Extrait du texte:
┌────────
Que peut la force contre le droit ? Contre ce droit physique et tangible qui est la terre et la mémoire d’un peuple ?

Il est capital de comprendre et de faire comprendre que les massacres du 7 octobre 2023 qui justifient pour beaucoup la vengeance génocidaire infligée au peuple de Gaza, sont l’épisode d’une longue et lourde histoire en forme d’impasse. Les voix simplement lucides ont été étouffées par des aveuglements fanatiques les plus criminels assortis de chantages à l’antisémitisme envers quiconque dénonce la course à l’abîme et au génocide.

Un phénomène évoqué sur un autre ton par Jonathan Duong cette semaine à propos d’un certain « filousophe » dont on hésite de moins en moins à oser supposer qu’il fait bénéficier de ses conseils éclairés la nouvelle direction de France Inter, dont il faut reconnaitre le discernement dans son choix de virer les meilleurs. Une chasse aux sorcières à bas bruit. Le « filousophe » on le retrouve d’ailleurs parmi les élites unanimes pour dénoncer avec perspicacité le manque d’humour de Guillaume Meurice, qui n’est rien d’autre qu’un bien piètre militant.
└────────
Recopiez sans rien changer la partie de l'extrait qui commence aux mots « Un phénomène évoqué » et s'arrête après « bien piètre militant. ».

Données enregistrées:
┌────────
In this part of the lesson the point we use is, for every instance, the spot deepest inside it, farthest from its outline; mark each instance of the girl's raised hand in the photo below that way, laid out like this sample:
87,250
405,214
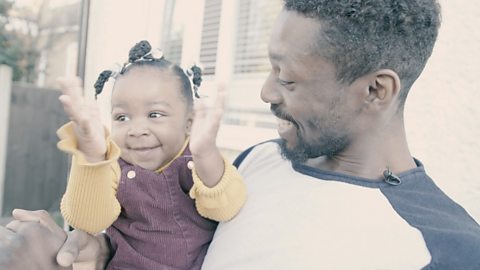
└────────
Tâche accomplie:
Un phénomène évoqué sur un autre ton par Jonathan Duong cette semaine à propos d’un certain « filousophe » dont on hésite de moins en moins à oser supposer qu’il fait bénéficier de ses conseils éclairés la nouvelle direction de France Inter, dont il faut reconnaitre le discernement dans son choix de virer les meilleurs. Une chasse aux sorcières à bas bruit. Le « filousophe » on le retrouve d’ailleurs parmi les élites unanimes pour dénoncer avec perspicacité le manque d’humour de Guillaume Meurice, qui n’est rien d’autre qu’un bien piètre militant.